» **WHAT THIS TASK INVOLVES**
Return, word for word, only the lines from the one containing "Mark every instance of the blurred green" through the last line of the entries.

--

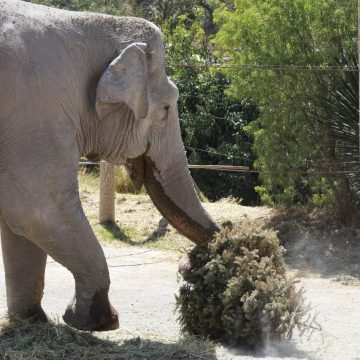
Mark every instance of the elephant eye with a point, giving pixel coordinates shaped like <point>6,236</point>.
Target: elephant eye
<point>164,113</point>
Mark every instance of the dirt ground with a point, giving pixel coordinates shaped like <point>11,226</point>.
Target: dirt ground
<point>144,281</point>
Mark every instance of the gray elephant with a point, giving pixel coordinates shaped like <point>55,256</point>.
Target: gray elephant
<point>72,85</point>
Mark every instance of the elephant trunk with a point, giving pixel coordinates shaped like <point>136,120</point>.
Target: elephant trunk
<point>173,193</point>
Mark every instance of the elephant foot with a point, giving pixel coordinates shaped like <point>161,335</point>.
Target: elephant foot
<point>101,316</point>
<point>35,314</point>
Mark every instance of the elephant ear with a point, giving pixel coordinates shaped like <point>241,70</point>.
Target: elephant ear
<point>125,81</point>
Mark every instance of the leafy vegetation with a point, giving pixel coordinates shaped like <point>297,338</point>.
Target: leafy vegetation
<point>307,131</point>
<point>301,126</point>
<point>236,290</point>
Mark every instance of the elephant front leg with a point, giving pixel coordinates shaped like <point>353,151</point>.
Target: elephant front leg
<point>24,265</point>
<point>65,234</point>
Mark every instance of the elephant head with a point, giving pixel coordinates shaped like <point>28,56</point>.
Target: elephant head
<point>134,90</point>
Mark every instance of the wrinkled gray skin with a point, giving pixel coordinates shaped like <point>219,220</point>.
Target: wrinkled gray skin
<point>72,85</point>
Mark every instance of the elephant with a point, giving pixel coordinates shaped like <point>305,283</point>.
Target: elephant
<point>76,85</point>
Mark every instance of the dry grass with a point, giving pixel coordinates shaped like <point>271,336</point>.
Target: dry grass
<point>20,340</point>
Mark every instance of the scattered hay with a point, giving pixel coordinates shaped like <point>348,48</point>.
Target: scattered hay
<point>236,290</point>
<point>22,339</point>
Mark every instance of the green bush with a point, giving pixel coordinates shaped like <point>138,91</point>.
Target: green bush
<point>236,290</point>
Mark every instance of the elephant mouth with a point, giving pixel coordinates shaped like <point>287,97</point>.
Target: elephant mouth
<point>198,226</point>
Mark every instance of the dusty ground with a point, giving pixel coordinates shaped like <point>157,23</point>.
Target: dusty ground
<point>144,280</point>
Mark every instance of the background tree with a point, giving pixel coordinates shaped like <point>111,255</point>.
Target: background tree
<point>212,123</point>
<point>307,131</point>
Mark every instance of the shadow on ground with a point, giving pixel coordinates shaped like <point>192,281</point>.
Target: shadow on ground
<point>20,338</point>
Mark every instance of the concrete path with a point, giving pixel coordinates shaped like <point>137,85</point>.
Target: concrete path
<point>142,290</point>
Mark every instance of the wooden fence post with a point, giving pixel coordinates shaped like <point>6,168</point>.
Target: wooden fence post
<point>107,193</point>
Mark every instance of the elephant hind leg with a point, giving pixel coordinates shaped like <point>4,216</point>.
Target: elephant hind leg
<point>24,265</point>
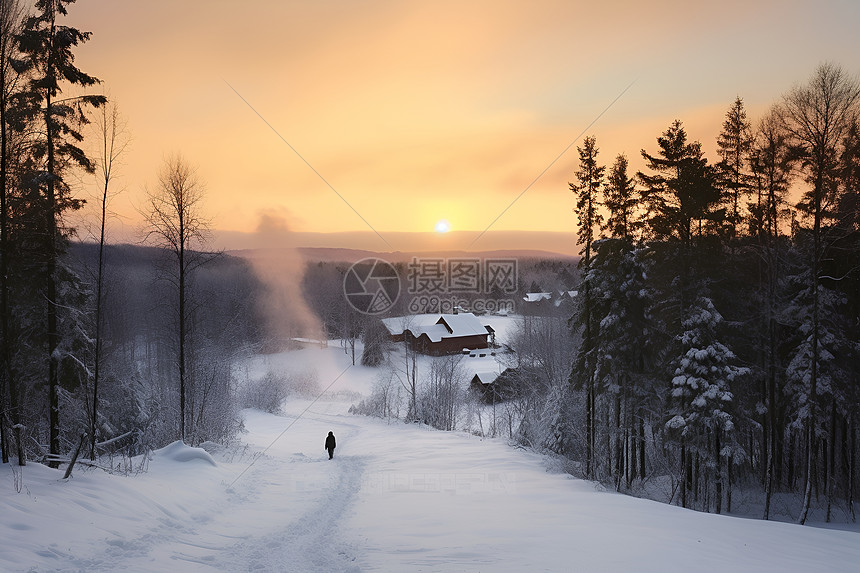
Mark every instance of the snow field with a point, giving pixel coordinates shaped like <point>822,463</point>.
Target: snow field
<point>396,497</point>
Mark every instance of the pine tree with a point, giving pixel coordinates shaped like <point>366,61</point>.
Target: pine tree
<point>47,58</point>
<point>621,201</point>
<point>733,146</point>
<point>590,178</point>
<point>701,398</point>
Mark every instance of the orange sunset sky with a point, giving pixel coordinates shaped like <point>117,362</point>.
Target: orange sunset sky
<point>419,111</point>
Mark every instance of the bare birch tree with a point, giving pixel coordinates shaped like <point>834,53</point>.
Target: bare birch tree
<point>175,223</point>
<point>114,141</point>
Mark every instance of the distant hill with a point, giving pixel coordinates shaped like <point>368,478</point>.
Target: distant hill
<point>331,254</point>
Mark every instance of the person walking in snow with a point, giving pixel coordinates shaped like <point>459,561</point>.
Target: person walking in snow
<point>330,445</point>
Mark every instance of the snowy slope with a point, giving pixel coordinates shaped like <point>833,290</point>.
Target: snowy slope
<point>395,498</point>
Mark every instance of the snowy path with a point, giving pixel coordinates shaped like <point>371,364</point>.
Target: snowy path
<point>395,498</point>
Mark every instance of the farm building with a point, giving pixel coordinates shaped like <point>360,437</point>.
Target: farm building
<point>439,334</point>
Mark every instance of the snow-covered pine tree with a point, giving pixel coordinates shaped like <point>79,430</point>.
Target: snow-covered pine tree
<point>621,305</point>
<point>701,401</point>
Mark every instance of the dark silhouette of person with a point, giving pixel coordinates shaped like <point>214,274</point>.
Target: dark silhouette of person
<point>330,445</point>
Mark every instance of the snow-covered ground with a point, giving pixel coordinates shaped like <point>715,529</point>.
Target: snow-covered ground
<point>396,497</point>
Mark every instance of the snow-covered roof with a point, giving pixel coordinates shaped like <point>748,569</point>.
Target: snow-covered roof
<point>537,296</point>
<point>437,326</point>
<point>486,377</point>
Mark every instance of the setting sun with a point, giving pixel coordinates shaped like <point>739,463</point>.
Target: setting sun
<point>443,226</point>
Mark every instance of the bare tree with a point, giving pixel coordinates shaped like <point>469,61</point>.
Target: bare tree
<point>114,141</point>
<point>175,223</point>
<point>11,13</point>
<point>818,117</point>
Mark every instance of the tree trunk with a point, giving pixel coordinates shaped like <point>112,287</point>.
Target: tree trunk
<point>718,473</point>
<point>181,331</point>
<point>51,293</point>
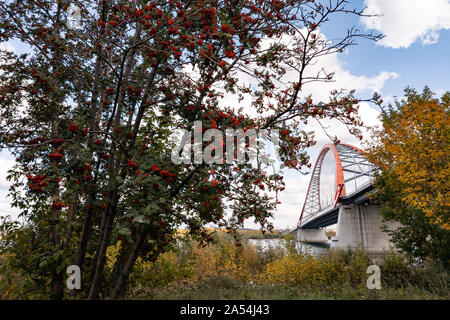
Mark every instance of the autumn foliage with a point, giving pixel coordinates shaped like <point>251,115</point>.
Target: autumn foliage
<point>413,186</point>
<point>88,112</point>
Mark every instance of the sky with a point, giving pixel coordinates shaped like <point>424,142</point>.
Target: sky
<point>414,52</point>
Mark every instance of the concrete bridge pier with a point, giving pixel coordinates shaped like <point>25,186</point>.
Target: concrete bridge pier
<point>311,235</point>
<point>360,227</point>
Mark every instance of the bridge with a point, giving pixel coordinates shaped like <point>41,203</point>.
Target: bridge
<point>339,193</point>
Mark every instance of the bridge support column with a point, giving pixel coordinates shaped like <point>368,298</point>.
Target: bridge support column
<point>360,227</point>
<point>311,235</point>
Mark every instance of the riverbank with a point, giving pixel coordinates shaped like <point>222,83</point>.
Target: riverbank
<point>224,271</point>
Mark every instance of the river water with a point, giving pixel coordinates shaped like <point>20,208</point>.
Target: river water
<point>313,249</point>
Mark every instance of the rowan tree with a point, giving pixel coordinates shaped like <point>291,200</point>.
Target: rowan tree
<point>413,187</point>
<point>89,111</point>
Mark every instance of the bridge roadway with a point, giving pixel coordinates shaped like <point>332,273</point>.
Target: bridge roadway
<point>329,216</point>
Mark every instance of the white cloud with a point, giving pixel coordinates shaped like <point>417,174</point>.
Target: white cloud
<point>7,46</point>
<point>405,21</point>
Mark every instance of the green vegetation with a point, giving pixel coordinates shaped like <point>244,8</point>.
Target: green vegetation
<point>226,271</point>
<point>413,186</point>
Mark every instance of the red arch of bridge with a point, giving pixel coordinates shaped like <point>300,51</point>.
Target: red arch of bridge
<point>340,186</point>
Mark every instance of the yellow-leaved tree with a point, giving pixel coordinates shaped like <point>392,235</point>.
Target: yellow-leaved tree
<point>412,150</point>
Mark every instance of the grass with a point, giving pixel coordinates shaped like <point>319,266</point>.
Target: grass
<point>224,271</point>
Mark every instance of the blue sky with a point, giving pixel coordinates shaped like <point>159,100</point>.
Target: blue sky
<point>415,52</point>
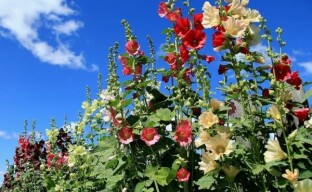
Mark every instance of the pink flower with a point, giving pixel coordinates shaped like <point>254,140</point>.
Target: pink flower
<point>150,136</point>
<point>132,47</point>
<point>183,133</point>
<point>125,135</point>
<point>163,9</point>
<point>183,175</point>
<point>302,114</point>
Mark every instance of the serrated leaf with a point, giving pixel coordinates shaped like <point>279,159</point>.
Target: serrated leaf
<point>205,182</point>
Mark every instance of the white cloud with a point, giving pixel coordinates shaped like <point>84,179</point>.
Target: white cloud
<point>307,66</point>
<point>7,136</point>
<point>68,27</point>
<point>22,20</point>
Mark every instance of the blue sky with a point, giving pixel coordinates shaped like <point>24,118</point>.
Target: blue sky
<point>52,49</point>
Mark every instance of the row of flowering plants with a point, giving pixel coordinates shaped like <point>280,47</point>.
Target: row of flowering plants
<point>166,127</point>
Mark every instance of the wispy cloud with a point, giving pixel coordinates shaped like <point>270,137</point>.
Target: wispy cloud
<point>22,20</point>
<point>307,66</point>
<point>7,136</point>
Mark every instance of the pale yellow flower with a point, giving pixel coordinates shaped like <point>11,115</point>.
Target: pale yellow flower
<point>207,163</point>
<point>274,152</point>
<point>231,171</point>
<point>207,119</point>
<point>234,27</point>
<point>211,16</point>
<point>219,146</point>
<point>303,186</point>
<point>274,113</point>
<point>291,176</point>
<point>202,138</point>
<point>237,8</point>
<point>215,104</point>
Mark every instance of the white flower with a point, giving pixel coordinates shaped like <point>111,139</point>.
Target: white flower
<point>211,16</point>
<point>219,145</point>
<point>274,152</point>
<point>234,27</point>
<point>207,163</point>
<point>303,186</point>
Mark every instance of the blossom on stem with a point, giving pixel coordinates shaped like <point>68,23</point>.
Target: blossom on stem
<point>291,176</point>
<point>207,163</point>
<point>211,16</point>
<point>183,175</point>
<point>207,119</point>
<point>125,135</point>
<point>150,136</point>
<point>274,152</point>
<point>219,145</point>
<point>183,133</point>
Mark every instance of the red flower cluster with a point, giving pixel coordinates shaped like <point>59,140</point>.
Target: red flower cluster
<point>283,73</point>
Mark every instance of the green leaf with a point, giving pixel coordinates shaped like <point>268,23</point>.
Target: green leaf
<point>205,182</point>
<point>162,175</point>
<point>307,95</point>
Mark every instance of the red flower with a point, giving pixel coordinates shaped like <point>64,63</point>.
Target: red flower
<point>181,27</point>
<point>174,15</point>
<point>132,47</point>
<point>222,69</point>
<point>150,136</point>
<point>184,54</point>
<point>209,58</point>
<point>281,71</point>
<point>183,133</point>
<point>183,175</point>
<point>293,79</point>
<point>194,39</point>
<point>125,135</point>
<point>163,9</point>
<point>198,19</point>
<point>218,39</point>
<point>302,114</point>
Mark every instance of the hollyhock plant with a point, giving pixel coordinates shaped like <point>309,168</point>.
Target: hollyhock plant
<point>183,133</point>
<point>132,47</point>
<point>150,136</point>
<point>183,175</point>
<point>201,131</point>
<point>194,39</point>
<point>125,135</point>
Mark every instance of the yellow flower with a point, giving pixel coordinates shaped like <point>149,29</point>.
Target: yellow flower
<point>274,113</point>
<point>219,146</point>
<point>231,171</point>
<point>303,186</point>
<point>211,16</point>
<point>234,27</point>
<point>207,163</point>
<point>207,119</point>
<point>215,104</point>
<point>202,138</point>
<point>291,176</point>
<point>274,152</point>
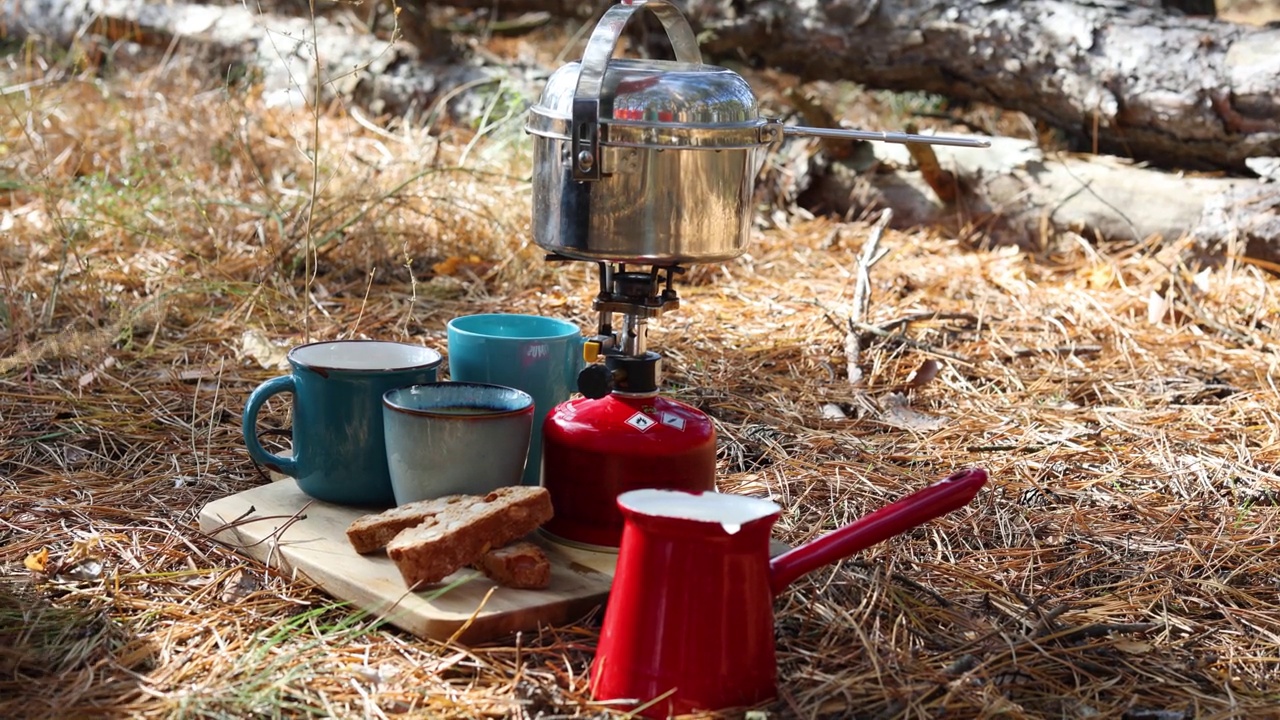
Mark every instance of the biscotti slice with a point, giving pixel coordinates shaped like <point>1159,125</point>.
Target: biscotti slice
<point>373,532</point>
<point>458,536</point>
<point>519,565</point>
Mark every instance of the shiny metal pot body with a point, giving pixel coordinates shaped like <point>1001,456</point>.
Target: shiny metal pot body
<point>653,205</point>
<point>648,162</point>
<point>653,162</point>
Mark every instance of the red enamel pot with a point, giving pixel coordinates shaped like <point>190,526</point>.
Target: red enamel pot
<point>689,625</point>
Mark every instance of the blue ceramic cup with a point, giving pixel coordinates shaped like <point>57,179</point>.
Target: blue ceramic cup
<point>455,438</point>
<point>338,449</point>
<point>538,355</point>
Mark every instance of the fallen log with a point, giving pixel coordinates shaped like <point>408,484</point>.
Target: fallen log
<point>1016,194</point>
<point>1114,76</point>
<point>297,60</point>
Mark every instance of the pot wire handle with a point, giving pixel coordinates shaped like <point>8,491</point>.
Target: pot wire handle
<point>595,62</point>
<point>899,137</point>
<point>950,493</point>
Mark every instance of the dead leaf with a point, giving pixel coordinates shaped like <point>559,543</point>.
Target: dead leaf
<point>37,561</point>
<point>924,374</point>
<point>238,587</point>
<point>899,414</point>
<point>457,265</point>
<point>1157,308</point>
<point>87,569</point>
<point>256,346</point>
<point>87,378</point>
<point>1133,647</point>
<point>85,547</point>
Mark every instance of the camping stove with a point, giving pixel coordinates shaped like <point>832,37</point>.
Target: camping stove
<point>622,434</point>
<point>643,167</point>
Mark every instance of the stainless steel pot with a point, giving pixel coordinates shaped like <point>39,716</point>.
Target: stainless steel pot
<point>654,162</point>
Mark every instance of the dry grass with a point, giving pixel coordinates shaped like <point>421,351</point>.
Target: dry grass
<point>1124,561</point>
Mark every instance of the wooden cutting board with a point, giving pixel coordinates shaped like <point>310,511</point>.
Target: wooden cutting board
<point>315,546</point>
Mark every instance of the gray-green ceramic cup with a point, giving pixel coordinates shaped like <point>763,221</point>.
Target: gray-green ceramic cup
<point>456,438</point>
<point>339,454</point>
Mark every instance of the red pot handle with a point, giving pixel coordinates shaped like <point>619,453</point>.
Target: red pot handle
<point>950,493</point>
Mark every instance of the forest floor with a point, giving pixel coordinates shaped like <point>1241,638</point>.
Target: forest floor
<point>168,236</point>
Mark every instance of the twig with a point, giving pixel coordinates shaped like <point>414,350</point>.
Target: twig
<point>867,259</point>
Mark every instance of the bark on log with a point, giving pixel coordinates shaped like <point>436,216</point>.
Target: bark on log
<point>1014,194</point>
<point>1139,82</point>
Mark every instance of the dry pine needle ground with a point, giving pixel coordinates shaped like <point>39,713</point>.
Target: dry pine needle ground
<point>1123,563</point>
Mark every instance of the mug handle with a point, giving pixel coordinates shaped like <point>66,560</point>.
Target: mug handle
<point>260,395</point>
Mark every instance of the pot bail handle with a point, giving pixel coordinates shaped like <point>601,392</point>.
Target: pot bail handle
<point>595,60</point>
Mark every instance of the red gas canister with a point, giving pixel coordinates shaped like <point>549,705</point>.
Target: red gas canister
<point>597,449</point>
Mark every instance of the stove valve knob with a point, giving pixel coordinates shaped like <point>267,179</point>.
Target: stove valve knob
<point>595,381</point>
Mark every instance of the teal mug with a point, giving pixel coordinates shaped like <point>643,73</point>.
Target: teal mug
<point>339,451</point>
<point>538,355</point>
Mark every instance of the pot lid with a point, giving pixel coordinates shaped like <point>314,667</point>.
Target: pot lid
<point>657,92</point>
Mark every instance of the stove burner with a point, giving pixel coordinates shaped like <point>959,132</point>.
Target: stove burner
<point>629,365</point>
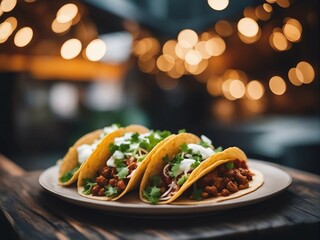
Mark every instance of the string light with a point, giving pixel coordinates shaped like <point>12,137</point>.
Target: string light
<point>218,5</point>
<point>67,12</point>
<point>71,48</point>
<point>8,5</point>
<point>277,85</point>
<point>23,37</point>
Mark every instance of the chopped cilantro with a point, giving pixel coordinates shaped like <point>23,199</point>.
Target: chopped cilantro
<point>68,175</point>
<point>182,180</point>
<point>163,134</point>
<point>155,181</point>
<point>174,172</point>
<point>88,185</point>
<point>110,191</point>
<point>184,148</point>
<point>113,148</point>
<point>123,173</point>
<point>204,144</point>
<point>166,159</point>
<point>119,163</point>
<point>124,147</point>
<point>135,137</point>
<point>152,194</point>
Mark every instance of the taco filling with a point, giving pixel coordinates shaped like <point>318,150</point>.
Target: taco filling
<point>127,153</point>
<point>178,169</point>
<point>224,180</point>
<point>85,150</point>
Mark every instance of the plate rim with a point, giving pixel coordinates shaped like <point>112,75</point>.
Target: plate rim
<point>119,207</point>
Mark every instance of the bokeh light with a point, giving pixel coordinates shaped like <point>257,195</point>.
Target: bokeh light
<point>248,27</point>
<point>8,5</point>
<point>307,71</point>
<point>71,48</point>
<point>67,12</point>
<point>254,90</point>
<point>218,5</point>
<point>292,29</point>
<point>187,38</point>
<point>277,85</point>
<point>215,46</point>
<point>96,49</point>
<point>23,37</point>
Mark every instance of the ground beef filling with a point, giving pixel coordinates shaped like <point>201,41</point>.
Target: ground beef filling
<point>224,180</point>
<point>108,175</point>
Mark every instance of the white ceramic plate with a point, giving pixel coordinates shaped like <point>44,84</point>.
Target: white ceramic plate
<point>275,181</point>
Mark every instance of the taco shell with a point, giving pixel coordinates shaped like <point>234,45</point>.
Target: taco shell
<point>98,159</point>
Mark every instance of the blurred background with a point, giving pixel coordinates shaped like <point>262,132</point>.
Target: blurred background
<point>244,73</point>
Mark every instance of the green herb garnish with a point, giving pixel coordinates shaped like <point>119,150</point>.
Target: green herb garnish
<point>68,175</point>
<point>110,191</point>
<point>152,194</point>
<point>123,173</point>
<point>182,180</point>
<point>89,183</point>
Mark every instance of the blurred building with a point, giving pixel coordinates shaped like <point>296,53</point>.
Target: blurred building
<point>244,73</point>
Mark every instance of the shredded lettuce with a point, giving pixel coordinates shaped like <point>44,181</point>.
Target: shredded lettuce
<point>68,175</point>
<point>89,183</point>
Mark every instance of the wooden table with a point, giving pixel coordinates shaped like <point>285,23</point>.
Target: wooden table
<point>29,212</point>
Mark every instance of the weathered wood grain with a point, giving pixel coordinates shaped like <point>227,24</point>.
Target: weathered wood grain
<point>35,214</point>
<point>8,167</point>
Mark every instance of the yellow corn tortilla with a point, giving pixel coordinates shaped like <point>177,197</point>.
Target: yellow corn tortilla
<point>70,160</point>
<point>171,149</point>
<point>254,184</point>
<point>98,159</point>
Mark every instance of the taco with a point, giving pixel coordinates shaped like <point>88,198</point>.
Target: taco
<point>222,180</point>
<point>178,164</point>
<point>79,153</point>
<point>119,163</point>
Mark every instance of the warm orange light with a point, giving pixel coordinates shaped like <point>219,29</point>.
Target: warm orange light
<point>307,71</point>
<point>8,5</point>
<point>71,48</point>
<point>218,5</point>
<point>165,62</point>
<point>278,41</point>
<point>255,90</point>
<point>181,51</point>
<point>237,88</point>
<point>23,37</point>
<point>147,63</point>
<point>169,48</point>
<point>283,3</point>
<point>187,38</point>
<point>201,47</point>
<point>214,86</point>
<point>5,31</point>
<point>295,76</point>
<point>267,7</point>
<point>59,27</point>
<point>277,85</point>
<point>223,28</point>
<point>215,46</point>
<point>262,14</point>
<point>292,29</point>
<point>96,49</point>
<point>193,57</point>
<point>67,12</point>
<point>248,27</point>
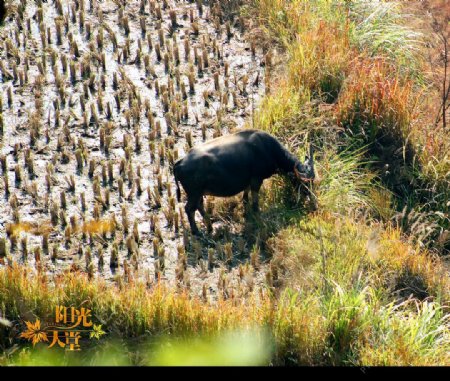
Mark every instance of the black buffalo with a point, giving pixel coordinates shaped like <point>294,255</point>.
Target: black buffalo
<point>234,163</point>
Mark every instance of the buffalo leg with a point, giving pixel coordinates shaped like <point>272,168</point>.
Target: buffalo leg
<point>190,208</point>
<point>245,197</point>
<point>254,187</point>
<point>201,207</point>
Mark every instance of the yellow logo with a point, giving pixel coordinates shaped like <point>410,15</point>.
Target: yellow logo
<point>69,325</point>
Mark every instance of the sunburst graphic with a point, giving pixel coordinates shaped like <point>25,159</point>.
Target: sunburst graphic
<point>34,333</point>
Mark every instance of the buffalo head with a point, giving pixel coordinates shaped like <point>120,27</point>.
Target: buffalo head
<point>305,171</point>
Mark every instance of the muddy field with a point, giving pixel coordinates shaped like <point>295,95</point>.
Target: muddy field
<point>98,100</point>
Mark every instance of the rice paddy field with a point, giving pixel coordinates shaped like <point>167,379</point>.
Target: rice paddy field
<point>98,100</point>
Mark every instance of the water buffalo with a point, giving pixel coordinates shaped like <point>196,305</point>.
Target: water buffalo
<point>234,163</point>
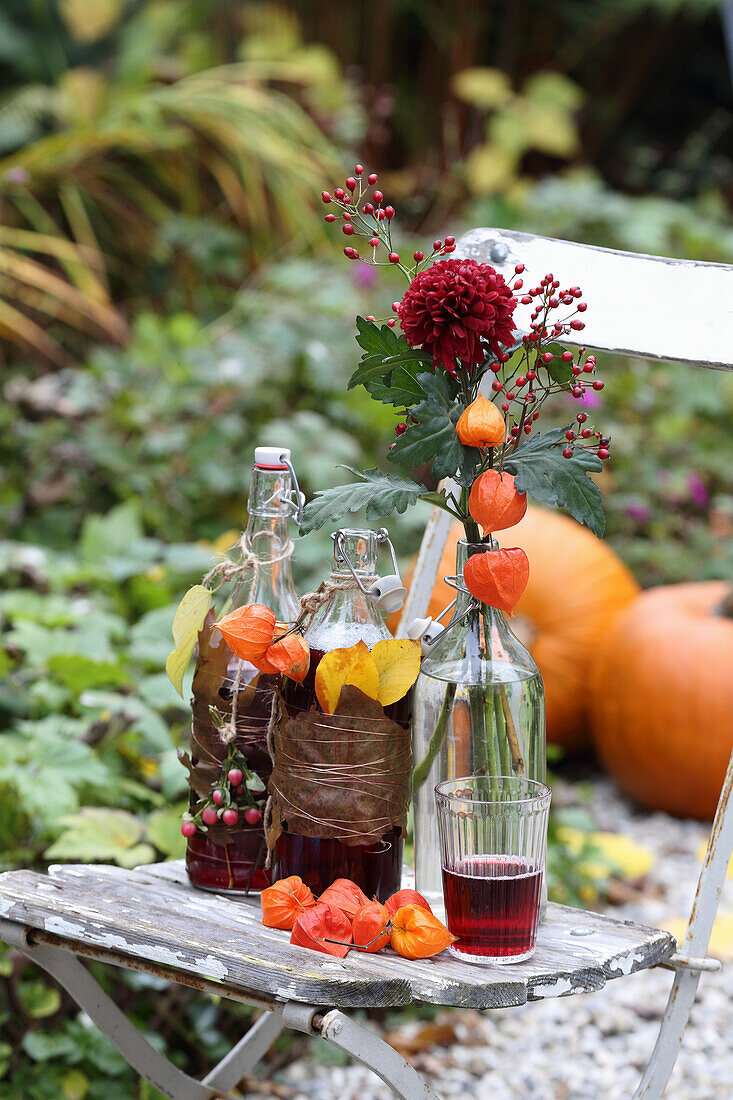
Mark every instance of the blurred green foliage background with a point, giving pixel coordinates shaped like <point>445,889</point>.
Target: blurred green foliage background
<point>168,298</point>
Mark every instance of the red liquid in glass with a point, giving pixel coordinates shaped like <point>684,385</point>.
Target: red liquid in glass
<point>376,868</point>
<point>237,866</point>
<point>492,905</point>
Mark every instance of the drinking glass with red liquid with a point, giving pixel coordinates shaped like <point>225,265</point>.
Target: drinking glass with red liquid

--

» **ANSWER BELOW**
Mark every instance of the blurred green foliage background with a point, giving pixel coordinates shaped like <point>445,889</point>.
Target: blurred green foliage background
<point>168,298</point>
Mark every instance of the red liquid in glass with a point, giving pixel coordinates shaped like <point>684,385</point>.
Target: red liquid in glass
<point>376,868</point>
<point>237,866</point>
<point>492,905</point>
Mark every instance of the drinking glass with red liquid with a point, giving pixel coordinates shaped like <point>225,265</point>.
Target: drinking glass with red liquid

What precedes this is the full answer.